* _Records for the exercise_:
** START **
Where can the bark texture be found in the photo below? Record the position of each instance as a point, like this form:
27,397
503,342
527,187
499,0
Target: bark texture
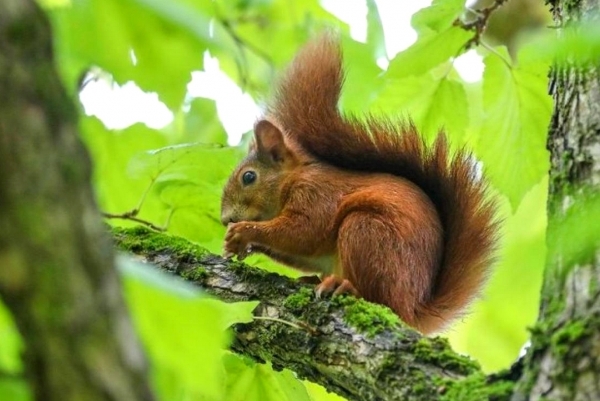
356,349
56,274
563,362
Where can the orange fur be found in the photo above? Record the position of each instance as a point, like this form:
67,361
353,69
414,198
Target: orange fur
391,219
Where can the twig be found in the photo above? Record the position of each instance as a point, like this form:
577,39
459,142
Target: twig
132,216
479,24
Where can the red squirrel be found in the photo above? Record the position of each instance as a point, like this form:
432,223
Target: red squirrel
365,202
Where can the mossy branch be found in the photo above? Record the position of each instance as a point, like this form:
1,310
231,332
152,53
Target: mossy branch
354,348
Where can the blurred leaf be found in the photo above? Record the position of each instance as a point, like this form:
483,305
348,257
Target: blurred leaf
11,344
264,35
111,152
202,123
512,143
574,237
247,381
15,390
182,331
375,34
431,103
362,77
509,304
189,179
440,15
428,52
578,43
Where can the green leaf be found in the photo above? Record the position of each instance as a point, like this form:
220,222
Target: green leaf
512,143
15,390
572,240
428,52
188,181
375,34
433,104
157,49
509,305
202,123
182,330
437,17
362,77
11,344
111,151
247,381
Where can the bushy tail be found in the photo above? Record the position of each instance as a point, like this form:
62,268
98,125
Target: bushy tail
306,108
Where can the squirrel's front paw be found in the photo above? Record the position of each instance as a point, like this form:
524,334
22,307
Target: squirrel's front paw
335,285
236,241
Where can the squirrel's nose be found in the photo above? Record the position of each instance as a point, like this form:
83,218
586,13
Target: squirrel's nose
227,217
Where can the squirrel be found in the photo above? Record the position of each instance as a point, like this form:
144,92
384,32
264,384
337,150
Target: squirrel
365,202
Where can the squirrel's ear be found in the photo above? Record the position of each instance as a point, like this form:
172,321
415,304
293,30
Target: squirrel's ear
269,142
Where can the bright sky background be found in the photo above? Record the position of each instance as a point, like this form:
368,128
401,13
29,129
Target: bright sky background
121,106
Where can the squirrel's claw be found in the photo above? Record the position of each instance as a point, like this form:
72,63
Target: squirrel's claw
335,285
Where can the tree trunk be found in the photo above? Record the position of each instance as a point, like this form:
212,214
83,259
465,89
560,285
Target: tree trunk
563,361
57,275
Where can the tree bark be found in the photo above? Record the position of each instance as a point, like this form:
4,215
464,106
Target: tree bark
563,361
57,275
353,348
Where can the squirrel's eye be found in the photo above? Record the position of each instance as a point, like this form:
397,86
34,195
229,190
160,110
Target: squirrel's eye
249,177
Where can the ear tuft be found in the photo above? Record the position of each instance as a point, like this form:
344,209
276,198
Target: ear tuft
270,144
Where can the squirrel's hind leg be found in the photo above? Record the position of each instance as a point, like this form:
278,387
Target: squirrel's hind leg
376,260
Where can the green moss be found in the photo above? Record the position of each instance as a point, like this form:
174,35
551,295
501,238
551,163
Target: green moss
563,339
142,239
476,388
437,351
367,318
299,301
195,274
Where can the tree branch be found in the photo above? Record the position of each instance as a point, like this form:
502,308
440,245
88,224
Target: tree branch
356,349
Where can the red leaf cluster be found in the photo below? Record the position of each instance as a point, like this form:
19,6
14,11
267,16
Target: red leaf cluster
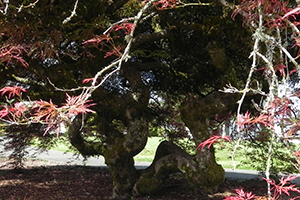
12,91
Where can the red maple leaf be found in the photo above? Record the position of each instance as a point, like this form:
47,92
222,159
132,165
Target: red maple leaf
242,120
127,27
12,91
77,104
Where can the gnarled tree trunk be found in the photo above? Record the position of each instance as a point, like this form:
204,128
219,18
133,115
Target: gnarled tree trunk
200,170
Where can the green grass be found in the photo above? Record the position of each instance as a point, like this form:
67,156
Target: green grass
223,153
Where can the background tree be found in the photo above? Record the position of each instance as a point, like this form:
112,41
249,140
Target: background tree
111,58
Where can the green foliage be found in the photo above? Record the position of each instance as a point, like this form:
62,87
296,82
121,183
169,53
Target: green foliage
256,153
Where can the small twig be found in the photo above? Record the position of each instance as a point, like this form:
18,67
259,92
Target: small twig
28,6
73,13
4,11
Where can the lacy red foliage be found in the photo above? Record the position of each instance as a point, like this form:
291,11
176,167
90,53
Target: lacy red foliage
12,91
10,53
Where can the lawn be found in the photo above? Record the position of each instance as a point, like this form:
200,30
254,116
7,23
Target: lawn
223,153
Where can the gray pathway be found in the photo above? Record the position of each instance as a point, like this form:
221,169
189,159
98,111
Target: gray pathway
62,158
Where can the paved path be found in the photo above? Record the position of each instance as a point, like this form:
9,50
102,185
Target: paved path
62,158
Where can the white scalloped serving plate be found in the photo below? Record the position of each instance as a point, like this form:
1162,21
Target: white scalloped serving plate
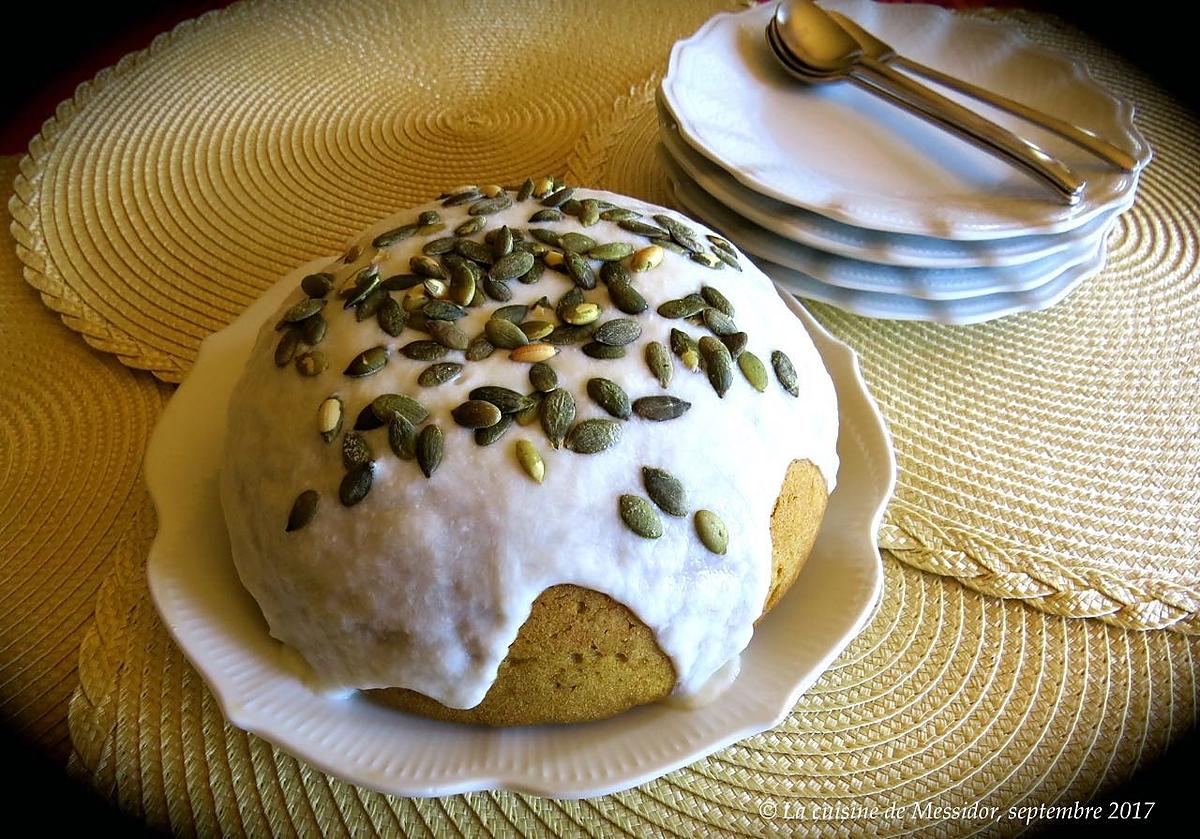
219,627
847,155
928,283
804,227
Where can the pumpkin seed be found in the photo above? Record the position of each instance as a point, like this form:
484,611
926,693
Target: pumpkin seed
394,235
367,363
493,432
665,490
531,460
475,414
304,509
438,373
785,372
430,449
511,265
592,436
317,285
424,351
558,197
610,396
312,363
658,359
387,406
357,484
471,226
479,348
504,334
712,532
660,408
605,352
355,450
543,377
754,370
532,353
402,437
640,516
489,205
642,228
580,270
718,363
505,399
557,413
329,418
618,331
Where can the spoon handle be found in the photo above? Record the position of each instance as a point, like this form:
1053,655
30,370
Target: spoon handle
971,126
1080,137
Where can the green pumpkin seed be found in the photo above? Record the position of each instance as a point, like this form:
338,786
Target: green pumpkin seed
580,270
505,399
387,406
557,413
718,363
493,432
357,484
355,450
439,373
430,449
640,516
658,359
610,396
424,351
531,460
312,363
490,205
479,348
665,490
612,251
558,197
660,408
367,363
543,377
304,509
785,372
754,370
402,437
471,227
618,331
605,352
394,237
511,265
329,418
593,436
712,532
475,414
643,228
286,349
317,285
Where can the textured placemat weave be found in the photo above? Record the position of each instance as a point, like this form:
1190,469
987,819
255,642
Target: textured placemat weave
73,425
1049,456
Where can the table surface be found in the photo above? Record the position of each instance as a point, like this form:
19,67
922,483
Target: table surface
39,675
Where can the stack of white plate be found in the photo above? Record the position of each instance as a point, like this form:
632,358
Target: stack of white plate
843,197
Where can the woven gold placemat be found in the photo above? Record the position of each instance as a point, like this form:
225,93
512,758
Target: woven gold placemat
73,425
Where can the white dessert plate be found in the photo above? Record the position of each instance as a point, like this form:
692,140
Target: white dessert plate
928,283
963,311
840,151
810,228
261,689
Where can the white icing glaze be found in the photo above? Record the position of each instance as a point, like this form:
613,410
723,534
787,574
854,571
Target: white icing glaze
425,583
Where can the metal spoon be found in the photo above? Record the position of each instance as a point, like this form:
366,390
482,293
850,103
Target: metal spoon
814,48
885,53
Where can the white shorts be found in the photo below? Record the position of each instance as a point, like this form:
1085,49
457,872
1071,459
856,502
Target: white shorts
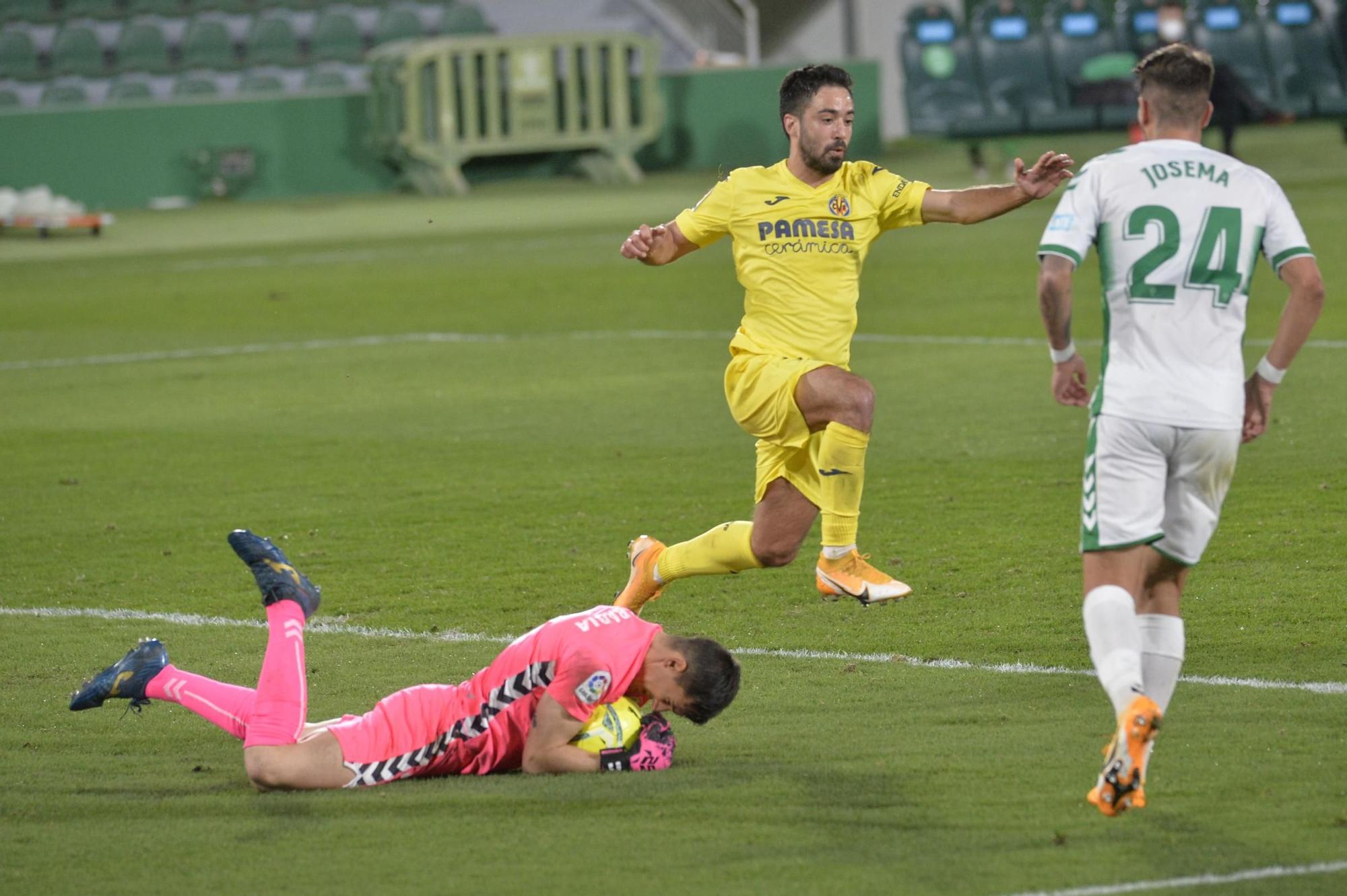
1155,485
** END **
* _Direction_: Omit the pictures and write out the lines above from the one with "Where can the white icing" through the last, unchanged.

* _Answer to this problem_:
Where can the white icing glaze be found in the photo above? Record the position of each instance as a point, like this form:
613,410
723,534
787,574
854,571
Target: white icing glaze
425,583
Where can the metal spoon be found in the photo above? Record the position of each instance as a point, like this form:
366,390
482,293
850,103
Target: metal spoon
814,48
885,53
Where can the white shorts be found in the photo below? Record the position of each instance as a point, like this form:
1085,49
457,872
1071,459
856,502
Target: white shorts
1155,485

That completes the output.